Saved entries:
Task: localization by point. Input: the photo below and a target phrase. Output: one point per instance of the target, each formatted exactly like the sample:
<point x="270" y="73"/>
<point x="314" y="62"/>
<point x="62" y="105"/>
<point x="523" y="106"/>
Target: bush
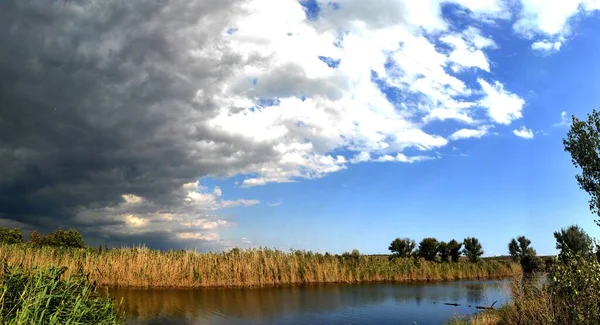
<point x="472" y="249"/>
<point x="444" y="251"/>
<point x="454" y="250"/>
<point x="574" y="240"/>
<point x="10" y="235"/>
<point x="521" y="251"/>
<point x="402" y="247"/>
<point x="428" y="248"/>
<point x="41" y="297"/>
<point x="575" y="288"/>
<point x="58" y="238"/>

# Problem to solve:
Rewrite the material above, replacing "photo" with "image" and leaving everything else unchanged. Omit the picture from your version.

# Output of the task:
Task: localization by point. Input: the image below and a target phrase. Output: one point per instance of the target, each formatted exactly like the sample:
<point x="270" y="73"/>
<point x="314" y="62"/>
<point x="62" y="105"/>
<point x="523" y="106"/>
Target: bush
<point x="472" y="249"/>
<point x="444" y="251"/>
<point x="454" y="250"/>
<point x="574" y="240"/>
<point x="10" y="235"/>
<point x="521" y="251"/>
<point x="402" y="247"/>
<point x="428" y="248"/>
<point x="41" y="297"/>
<point x="575" y="288"/>
<point x="58" y="238"/>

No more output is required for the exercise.